[Data listing]
<<<<

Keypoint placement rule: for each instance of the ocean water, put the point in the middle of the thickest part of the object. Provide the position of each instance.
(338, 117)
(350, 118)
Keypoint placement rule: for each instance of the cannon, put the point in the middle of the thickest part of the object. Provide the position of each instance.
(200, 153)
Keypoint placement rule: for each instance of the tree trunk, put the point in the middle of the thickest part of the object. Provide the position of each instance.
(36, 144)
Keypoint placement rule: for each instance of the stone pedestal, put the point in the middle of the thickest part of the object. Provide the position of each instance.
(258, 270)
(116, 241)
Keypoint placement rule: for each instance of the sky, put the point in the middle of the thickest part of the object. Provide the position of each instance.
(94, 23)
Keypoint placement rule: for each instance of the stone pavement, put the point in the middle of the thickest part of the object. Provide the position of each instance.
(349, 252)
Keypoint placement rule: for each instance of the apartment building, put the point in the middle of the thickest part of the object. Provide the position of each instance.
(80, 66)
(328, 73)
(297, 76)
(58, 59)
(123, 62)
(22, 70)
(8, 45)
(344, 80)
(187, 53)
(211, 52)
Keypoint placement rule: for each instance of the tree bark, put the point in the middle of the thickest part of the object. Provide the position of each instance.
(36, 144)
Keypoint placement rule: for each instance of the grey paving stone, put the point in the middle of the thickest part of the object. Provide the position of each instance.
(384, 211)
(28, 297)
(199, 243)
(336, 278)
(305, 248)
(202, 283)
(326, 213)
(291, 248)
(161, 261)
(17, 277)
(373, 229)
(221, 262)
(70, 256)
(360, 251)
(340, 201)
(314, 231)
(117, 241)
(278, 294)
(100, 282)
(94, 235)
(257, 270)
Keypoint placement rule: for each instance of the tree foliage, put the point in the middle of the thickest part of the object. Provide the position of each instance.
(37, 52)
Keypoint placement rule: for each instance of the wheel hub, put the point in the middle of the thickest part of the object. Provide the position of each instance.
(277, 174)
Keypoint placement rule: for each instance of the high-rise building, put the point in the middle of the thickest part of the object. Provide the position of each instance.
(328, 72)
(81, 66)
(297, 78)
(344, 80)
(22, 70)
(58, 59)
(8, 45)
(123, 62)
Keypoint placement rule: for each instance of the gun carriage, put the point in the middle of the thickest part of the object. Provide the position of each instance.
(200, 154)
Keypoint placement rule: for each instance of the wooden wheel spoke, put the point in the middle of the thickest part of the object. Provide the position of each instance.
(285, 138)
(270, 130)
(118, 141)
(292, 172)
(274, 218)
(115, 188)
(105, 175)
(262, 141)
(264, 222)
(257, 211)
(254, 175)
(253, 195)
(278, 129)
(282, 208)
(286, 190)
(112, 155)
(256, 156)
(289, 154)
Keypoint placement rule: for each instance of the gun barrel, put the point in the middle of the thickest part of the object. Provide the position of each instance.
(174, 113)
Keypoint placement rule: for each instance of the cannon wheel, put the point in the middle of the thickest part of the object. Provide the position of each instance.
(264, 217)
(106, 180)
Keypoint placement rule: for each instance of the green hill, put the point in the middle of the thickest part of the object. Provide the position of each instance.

>>>>

• _The problem_: Repeat the records above in full, character for character.

• _Solution to this problem_:
Keypoint placement rule: for each instance of the ocean water, put the point in the middle of the thickest part of the object. Provide the position of each instance.
(338, 117)
(350, 118)
Keypoint placement rule: for each instance of the cannon, put the point in the middle of the thickest part of the object. Provide the position of each instance.
(200, 153)
Keypoint placement rule: for each instance of the tree trunk, put the point in the middle of the thickest part of the object. Provide the position of each instance.
(36, 144)
Keypoint placement rule: for each instance of the stone pedestal, put the point in the middle of the thickest part of the object. Provide the position of each instance.
(258, 270)
(116, 241)
Keypoint placement rule: for each instance of the sky, put the point in the middle of the thickest part of the object. Provide the position of each instance.
(94, 23)
Keypoint placement rule: for each instance of the stone pavement, put the point in the middle of the thickest part of the object. Provide the position of each instance.
(349, 252)
Keypoint placement rule: for each instance of the apartment building, put the point in the middle of the thickest part of the object. Provide the position of each instance.
(80, 66)
(328, 73)
(297, 76)
(58, 59)
(123, 62)
(22, 70)
(8, 45)
(344, 80)
(187, 53)
(211, 52)
Keypoint placement rule: for each instance of the tree bark, put the point in the middle of the thickest part of the object. Provide the position of each instance.
(36, 144)
Keypoint placement rule: for each instance of the grey paving stone, put the point in the middle of the thickest part of the object. Provide the position of each instance.
(384, 211)
(28, 297)
(199, 243)
(336, 278)
(305, 248)
(202, 283)
(326, 213)
(291, 248)
(161, 261)
(17, 277)
(373, 229)
(221, 262)
(70, 256)
(360, 251)
(340, 201)
(314, 231)
(117, 241)
(278, 294)
(100, 282)
(94, 235)
(257, 270)
Keypoint placement rule: for each instance of the tree foliage, put the point in the middle of the thickest part of the object. Provide the position of each instance.
(37, 52)
Keypoint placement rule: for each instance of the wheel hub, put the point in the middle of the thickest part of the object. Provide the position of each instance.
(277, 174)
Keypoint placement rule: for each instance of the high-rise building, put the point in the middle of the thickest part of the object. Provide the position of each instance.
(328, 72)
(81, 66)
(297, 78)
(344, 80)
(22, 70)
(58, 59)
(8, 45)
(123, 62)
Keypoint placement rule: for each instance of the gun carriage, put the point in the middle of the thickest part of the object. Provide the position of each instance.
(200, 154)
Keypoint placement rule: for each instance of the wooden wheel spoke, put the point in the middle of the thickest part of the object. Provide the position of each instance.
(285, 138)
(270, 130)
(118, 141)
(292, 172)
(274, 218)
(115, 188)
(105, 175)
(262, 141)
(264, 222)
(257, 211)
(254, 175)
(253, 195)
(278, 129)
(282, 208)
(286, 190)
(112, 155)
(256, 156)
(289, 154)
Keypoint placement rule: for each instance of the gun barrel, put the point in the middle of the thickest part of the object. Provide the position of each instance.
(174, 113)
Keypoint placement rule: for each instance of the cannon wheel, put the point in the middle of the thickest part of the object. Provide the position of each instance.
(264, 217)
(106, 180)
Keypoint placement rule: for each instance of the green hill, put the point in the middle of the thickest part of the object. Provide the position of each instance.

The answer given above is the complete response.